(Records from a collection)
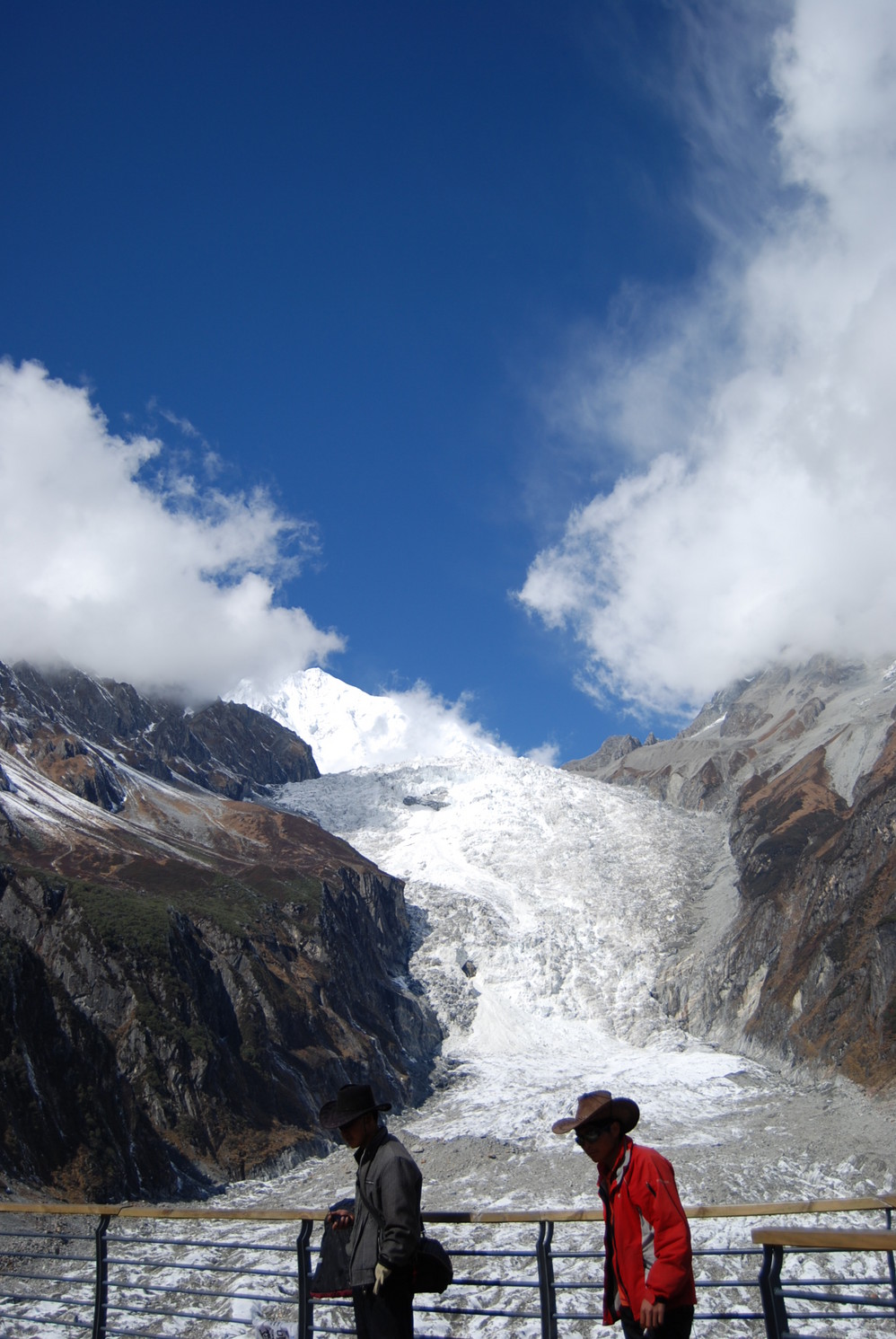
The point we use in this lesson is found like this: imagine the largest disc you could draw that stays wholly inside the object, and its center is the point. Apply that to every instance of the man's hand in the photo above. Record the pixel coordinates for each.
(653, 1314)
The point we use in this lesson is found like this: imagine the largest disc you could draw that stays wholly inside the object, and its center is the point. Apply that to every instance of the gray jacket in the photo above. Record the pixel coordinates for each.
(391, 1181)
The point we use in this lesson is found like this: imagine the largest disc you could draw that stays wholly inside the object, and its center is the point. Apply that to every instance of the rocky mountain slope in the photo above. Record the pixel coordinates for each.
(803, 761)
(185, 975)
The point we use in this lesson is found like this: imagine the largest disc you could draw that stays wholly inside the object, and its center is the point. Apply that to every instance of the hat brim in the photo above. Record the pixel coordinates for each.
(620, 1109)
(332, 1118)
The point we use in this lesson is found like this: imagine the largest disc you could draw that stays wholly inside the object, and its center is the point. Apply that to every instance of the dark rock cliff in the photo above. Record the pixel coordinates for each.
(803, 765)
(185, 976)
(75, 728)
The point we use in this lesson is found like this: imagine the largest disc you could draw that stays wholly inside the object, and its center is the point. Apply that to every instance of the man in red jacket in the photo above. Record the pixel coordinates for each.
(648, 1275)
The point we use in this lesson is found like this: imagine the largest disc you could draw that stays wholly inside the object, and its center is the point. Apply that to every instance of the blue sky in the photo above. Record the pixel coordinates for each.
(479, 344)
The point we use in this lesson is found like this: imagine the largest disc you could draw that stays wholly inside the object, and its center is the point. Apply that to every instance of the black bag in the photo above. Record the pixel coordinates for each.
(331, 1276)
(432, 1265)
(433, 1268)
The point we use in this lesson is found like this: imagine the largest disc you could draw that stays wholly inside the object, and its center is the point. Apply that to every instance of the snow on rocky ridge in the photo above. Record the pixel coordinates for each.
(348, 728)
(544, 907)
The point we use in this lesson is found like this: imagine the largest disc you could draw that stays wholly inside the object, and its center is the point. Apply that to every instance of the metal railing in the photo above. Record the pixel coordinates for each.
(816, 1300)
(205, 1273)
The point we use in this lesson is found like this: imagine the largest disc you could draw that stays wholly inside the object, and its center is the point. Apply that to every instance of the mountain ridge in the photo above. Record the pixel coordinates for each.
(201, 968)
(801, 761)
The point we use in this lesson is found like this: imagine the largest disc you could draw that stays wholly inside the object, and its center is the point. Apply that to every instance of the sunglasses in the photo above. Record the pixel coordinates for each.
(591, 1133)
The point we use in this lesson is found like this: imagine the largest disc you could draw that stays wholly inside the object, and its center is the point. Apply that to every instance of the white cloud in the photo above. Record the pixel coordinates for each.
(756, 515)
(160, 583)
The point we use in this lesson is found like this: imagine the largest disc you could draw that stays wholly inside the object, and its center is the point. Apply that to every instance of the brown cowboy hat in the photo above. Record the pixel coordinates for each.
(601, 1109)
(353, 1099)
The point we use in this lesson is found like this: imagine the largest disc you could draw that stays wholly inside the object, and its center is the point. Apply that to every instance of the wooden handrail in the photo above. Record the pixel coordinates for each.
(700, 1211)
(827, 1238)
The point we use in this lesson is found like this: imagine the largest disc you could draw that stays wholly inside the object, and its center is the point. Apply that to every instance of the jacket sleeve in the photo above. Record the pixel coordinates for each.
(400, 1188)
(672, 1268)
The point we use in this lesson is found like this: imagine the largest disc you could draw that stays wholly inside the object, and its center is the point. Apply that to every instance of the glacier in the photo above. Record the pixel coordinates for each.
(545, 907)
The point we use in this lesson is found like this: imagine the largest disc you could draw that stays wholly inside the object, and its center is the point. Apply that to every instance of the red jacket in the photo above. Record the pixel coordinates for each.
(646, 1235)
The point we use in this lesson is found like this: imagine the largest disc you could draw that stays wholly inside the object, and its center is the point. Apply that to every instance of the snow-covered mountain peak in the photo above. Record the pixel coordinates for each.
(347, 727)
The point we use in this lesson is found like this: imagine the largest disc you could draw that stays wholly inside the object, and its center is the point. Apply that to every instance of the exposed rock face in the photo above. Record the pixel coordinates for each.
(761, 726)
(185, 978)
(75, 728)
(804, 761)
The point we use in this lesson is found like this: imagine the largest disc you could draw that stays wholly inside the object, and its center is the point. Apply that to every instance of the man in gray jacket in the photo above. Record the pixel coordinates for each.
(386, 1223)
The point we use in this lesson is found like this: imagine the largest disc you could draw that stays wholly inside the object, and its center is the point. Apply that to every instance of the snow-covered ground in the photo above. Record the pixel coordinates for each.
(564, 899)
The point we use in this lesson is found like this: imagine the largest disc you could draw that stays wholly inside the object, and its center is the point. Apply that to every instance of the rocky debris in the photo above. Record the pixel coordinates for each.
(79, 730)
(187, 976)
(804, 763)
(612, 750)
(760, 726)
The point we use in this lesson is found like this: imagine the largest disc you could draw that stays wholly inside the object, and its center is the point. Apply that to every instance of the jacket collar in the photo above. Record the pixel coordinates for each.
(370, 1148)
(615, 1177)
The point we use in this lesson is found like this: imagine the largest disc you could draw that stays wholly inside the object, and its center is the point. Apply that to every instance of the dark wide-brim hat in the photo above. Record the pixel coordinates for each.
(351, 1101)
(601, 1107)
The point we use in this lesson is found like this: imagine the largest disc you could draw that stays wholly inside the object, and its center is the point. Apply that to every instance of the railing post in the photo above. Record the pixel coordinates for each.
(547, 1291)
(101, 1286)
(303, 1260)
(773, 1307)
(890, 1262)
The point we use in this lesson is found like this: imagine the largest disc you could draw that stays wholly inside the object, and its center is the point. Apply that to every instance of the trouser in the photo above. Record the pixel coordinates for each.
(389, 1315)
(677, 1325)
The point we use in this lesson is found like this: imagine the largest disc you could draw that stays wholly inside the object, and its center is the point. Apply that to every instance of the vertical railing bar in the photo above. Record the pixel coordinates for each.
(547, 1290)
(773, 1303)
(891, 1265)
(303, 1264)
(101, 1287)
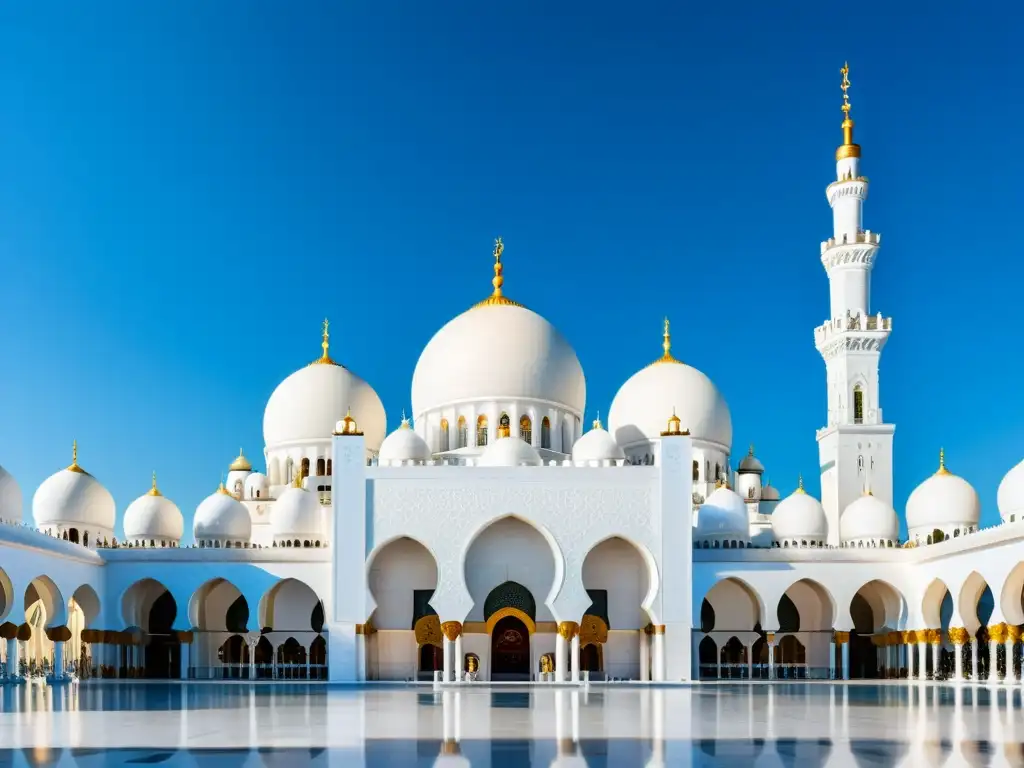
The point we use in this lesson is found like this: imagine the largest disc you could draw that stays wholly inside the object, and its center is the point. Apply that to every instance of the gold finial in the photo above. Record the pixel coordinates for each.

--

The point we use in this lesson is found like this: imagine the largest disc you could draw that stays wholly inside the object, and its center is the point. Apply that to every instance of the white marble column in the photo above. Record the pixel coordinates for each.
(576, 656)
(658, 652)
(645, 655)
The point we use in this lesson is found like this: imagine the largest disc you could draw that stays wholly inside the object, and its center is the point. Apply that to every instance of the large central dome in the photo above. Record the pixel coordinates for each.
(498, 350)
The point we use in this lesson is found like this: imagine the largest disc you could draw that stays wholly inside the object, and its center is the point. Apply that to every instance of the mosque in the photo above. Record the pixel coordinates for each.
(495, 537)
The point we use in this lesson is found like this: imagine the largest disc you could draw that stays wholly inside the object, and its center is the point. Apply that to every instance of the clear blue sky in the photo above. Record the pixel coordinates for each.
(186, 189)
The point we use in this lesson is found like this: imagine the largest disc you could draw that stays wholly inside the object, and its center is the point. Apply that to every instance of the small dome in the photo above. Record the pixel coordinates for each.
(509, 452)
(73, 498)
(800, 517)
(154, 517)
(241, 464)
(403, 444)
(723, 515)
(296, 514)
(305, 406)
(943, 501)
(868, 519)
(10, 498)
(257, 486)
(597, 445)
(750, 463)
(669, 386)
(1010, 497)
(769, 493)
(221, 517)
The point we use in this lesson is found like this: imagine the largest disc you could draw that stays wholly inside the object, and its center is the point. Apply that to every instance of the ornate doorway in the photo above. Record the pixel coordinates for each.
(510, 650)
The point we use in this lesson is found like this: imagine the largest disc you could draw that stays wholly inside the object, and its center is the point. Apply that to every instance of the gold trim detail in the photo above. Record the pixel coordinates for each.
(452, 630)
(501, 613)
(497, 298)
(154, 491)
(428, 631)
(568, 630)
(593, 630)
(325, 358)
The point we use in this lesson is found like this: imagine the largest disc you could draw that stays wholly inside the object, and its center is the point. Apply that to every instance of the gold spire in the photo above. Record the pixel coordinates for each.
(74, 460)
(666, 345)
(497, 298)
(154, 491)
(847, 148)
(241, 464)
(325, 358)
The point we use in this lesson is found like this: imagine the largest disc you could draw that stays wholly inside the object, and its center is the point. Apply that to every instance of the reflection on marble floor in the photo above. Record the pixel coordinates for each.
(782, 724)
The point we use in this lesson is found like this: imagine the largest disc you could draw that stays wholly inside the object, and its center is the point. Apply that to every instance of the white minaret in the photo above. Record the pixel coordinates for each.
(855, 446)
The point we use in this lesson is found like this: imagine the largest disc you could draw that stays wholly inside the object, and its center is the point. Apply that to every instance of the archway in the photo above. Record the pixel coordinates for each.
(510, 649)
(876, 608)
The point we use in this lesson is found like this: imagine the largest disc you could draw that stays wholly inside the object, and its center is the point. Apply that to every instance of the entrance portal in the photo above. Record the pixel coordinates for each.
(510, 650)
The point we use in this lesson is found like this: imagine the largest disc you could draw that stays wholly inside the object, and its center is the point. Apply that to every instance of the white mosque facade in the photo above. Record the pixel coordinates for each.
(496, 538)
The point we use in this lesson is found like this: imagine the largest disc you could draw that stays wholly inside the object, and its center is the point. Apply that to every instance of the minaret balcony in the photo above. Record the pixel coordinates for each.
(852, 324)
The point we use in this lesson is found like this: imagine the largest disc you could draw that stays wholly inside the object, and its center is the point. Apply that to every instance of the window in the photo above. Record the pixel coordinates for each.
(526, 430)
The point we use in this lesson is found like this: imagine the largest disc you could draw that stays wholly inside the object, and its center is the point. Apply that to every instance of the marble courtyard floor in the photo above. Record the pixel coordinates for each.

§ WHAT YOU SHOULD DO: Convert the listing into a Markdown table covering everything from the line that contains "of the man's" down to the line that contains "(391, 1181)", both included. Use the columns Row and Line, number the rows, and leave out any blank lines.

§ THE COMPLETED TASK:
| Row | Line |
|---|---|
| 1 | The point we use in this lesson is found like this: imagine the largest disc you could draw that stays wholly inside the object, and its center is the point. Apply that to every instance of the man's hand in the photo above. Record the pixel coordinates for each. |
| 2 | (653, 1314) |
| 3 | The point we use in this lesson is found like this: imagine the largest disc you could draw that stays wholly inside the object, and its center is the point. Apply that to every instance of the gray jacket in the photo above. Record the pixel coordinates for each. |
| 4 | (391, 1181) |